### ARTICLE:

----

In October 2025, the ECB completed the preparation phase for the retail digital euro. It is now waiting for the European co-legislators to determine the final legal framework. Then, after a pilot phase, the digital euro may well be launched in 2029. Remaining discussion points for European legislators include the impact on financial stability and monetary transmission in the eurozone, and the degree of privacy. The digital euro will play an important strategic role. It ensures the existence of a monetary anchor for the financial system, and promotes the strategic autonomy of the euro area by reducing European dependence on financial infrastructure under non-European control. Finally, thanks to the scalability of its use, the digital euro could eventually promote its use as an international transaction currency.

----

### RECORDS FOR THIS EXERCISE:
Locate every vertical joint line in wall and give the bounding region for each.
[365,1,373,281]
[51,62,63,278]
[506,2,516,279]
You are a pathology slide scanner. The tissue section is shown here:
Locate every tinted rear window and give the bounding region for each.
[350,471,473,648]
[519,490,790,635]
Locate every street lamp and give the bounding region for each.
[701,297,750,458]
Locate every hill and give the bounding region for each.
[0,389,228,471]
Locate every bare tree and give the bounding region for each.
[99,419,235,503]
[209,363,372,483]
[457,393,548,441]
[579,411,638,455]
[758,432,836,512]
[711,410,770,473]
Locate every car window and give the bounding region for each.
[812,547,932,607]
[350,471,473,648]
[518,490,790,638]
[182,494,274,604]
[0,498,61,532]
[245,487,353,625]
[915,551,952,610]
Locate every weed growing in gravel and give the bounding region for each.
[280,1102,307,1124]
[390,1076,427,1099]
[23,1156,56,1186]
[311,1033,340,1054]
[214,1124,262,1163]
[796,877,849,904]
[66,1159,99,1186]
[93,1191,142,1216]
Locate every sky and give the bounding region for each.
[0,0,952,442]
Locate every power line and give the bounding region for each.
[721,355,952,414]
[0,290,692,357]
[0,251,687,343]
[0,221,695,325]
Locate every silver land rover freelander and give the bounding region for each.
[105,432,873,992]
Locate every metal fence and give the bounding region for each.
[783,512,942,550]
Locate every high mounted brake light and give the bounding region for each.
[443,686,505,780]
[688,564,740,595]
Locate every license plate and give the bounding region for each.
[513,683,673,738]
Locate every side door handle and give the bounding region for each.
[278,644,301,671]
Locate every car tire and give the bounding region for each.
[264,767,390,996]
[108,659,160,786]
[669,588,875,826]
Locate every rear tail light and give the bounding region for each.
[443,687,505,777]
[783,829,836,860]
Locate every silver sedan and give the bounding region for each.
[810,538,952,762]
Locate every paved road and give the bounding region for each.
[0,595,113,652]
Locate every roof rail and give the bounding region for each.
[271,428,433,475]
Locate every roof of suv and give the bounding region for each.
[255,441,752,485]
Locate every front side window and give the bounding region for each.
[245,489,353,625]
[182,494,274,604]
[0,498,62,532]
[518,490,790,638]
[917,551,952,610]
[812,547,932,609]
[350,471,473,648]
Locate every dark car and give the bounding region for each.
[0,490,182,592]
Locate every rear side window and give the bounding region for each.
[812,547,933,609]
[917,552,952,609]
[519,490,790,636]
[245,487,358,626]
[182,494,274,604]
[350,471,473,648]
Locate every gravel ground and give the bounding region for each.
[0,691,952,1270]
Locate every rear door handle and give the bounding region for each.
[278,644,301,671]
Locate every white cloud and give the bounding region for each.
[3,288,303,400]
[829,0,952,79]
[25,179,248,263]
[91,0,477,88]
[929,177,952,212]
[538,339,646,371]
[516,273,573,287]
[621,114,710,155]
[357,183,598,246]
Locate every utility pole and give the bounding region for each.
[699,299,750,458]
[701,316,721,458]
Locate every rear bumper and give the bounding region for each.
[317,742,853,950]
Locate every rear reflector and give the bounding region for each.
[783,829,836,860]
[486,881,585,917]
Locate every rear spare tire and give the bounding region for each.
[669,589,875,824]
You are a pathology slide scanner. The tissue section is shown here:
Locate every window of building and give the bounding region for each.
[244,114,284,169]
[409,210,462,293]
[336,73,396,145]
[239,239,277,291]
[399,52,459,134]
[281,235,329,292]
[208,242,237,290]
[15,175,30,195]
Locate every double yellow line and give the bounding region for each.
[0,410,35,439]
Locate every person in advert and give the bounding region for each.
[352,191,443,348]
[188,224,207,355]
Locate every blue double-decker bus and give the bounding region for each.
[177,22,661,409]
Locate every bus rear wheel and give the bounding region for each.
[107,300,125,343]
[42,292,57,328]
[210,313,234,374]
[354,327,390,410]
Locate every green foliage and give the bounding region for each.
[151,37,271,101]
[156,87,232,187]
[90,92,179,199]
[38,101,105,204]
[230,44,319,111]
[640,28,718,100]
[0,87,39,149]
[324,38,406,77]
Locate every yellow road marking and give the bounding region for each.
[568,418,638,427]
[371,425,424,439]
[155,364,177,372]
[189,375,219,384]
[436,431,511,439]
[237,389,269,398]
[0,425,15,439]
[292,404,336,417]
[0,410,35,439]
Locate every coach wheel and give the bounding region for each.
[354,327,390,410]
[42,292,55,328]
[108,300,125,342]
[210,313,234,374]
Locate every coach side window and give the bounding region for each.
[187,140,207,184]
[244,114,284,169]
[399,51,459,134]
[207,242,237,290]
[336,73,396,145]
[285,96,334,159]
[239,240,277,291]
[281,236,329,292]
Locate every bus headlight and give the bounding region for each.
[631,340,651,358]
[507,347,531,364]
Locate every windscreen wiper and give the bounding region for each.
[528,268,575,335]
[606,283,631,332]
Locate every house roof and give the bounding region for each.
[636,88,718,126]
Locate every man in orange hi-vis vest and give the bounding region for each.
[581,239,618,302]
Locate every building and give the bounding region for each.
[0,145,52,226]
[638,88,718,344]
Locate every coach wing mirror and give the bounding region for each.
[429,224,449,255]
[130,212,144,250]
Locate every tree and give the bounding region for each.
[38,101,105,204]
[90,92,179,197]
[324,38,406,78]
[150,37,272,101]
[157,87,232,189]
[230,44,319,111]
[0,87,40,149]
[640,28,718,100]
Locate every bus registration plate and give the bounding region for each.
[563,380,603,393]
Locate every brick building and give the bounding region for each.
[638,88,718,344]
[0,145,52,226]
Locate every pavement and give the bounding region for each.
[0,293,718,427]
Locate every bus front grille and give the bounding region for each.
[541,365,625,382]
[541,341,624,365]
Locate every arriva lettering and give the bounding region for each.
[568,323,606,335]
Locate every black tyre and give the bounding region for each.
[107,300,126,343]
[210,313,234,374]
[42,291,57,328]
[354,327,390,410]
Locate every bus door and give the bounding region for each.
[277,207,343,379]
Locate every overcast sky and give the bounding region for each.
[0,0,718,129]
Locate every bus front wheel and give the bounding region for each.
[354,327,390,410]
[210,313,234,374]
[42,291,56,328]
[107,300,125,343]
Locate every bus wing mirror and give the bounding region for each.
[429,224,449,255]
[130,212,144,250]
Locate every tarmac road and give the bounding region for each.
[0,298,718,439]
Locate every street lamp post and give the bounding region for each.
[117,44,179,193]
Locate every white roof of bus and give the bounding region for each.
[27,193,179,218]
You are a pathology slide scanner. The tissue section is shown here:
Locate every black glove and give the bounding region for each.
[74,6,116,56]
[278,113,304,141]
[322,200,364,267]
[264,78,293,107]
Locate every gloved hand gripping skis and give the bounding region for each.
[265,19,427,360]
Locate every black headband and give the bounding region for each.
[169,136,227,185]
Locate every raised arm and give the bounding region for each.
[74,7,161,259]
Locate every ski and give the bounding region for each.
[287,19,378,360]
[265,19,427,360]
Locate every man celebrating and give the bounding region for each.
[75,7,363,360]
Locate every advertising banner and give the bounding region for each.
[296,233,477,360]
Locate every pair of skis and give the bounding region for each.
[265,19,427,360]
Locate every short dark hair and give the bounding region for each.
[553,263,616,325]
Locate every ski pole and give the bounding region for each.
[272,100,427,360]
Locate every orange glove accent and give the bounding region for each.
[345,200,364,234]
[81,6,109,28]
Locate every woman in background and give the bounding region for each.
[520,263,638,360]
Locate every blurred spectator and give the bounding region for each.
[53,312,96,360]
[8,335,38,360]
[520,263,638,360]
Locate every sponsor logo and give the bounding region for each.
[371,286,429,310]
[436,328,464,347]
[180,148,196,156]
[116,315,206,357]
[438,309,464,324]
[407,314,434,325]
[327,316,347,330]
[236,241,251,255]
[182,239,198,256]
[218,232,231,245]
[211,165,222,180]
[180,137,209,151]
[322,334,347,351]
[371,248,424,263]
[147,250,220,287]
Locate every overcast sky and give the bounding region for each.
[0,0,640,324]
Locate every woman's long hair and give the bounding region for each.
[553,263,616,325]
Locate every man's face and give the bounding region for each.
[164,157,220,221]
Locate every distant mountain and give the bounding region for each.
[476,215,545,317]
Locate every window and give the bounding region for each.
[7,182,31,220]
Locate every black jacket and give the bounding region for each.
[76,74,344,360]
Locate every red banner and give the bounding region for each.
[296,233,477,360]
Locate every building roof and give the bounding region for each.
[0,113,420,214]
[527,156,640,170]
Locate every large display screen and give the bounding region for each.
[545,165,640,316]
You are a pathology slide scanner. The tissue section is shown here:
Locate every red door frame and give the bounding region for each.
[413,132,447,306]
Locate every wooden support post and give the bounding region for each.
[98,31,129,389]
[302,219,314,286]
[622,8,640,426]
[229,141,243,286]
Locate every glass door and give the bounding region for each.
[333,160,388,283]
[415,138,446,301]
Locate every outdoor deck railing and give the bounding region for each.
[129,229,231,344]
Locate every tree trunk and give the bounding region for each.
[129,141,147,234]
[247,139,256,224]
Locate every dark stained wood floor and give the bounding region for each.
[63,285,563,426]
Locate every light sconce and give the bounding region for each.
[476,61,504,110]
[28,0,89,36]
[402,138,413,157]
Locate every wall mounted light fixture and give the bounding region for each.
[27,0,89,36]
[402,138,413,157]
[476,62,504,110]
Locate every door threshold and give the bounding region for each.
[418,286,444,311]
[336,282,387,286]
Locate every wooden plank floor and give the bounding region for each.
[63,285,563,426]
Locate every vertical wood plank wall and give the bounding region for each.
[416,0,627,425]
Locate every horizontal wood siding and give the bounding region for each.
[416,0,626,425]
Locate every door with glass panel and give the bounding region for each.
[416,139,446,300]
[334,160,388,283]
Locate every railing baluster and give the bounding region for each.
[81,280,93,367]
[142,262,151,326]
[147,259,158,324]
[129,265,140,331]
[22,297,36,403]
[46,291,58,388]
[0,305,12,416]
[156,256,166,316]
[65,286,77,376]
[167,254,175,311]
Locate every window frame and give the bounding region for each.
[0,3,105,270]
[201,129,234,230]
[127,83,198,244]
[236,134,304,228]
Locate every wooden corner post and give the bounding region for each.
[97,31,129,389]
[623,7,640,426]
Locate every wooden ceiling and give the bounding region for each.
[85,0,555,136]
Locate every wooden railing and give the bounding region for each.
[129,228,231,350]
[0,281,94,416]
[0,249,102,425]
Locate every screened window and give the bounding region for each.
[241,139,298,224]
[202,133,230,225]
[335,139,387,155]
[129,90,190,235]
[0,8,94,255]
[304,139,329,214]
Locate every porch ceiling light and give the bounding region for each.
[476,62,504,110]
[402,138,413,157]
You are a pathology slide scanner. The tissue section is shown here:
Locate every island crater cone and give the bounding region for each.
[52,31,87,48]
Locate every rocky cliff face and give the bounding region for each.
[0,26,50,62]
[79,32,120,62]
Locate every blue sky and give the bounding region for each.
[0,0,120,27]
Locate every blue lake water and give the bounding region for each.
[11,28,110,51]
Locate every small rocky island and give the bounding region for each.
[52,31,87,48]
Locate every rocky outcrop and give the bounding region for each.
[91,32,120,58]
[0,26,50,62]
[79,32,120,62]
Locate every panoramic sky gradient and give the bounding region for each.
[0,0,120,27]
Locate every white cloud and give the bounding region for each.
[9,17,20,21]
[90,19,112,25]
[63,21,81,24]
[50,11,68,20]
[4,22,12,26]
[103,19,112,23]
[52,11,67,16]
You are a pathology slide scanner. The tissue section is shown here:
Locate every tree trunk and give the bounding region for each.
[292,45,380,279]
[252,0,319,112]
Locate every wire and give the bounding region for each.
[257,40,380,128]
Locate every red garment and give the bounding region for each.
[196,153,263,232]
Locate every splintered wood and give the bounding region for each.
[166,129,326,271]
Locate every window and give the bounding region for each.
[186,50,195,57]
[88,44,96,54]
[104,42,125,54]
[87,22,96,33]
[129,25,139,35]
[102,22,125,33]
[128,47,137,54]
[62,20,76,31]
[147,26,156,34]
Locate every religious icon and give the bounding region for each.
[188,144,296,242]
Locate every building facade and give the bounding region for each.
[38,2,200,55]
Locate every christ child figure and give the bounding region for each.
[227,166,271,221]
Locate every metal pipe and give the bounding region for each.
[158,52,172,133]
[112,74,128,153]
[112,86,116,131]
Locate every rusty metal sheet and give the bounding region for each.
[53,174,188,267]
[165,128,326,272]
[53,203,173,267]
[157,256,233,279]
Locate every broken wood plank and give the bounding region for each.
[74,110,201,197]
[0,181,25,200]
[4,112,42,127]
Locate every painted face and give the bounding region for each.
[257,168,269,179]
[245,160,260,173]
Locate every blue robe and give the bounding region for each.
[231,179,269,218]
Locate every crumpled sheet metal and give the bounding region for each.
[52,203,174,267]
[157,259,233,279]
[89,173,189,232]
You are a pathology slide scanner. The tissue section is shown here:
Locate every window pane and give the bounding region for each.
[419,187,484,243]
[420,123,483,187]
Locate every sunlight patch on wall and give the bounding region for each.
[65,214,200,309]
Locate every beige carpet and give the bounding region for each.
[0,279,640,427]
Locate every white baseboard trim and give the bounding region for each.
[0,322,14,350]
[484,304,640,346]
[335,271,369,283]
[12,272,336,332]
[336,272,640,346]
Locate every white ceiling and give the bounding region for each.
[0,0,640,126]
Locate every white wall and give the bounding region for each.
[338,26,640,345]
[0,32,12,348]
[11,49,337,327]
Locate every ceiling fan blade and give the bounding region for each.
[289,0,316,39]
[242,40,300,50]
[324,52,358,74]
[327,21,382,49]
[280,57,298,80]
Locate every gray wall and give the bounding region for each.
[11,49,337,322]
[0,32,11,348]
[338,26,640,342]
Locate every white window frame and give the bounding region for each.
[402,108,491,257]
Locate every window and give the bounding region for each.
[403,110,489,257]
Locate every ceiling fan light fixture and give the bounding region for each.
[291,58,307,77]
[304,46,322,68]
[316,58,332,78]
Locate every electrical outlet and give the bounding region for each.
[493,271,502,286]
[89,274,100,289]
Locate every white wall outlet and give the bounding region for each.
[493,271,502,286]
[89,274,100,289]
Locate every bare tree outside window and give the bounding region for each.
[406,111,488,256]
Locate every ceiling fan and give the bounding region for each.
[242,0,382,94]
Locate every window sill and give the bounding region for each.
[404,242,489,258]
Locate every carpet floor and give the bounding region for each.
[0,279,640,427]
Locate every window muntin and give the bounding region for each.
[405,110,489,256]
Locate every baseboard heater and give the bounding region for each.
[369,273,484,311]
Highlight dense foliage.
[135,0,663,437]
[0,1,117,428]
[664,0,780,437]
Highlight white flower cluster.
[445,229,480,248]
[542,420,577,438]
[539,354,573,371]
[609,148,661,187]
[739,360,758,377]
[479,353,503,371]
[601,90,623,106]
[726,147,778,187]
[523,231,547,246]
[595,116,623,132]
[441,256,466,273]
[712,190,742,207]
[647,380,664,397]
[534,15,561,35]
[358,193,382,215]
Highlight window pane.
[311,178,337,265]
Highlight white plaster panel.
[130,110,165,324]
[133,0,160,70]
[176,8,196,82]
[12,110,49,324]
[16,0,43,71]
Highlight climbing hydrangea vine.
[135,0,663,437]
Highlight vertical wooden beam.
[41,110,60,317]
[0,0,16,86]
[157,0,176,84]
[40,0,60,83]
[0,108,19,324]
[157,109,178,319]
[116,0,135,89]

----

### EXERCISE SET:
[1] According to the digital euro passage, in what year might the digital euro be launched?
[2] Put the entries between the line holding "Locate every coach wing" and the line holding "[541,341,624,365]", inclusive, into a Markdown table with the columns Index and Entry, one row per line and blank lines omitted.
The entries have no connection to the digital euro passage.

### ANSWERS:
[1] It may be launched in 2029, after a pilot phase.

[2]
| Index | Entry |
|---|---|
| 1 | Locate every coach wing mirror and give the bounding region for each. |
| 2 | [429,224,449,255] |
| 3 | [130,212,144,250] |
| 4 | Locate every tree and give the bounding region for each. |
| 5 | [38,101,105,204] |
| 6 | [90,92,179,197] |
| 7 | [324,38,406,78] |
| 8 | [150,37,272,101] |
| 9 | [157,87,232,189] |
| 10 | [230,44,319,111] |
| 11 | [0,87,40,149] |
| 12 | [640,28,718,100] |
| 13 | Locate every bus registration plate and give the bounding region for each. |
| 14 | [563,380,603,393] |
| 15 | Locate every brick building and give the bounding region for each. |
| 16 | [638,88,718,344] |
| 17 | [0,145,52,226] |
| 18 | Locate every pavement and give the bounding region for each. |
| 19 | [0,293,718,427] |
| 20 | Locate every bus front grille and give the bounding region for each. |
| 21 | [541,365,625,382] |
| 22 | [541,341,624,365] |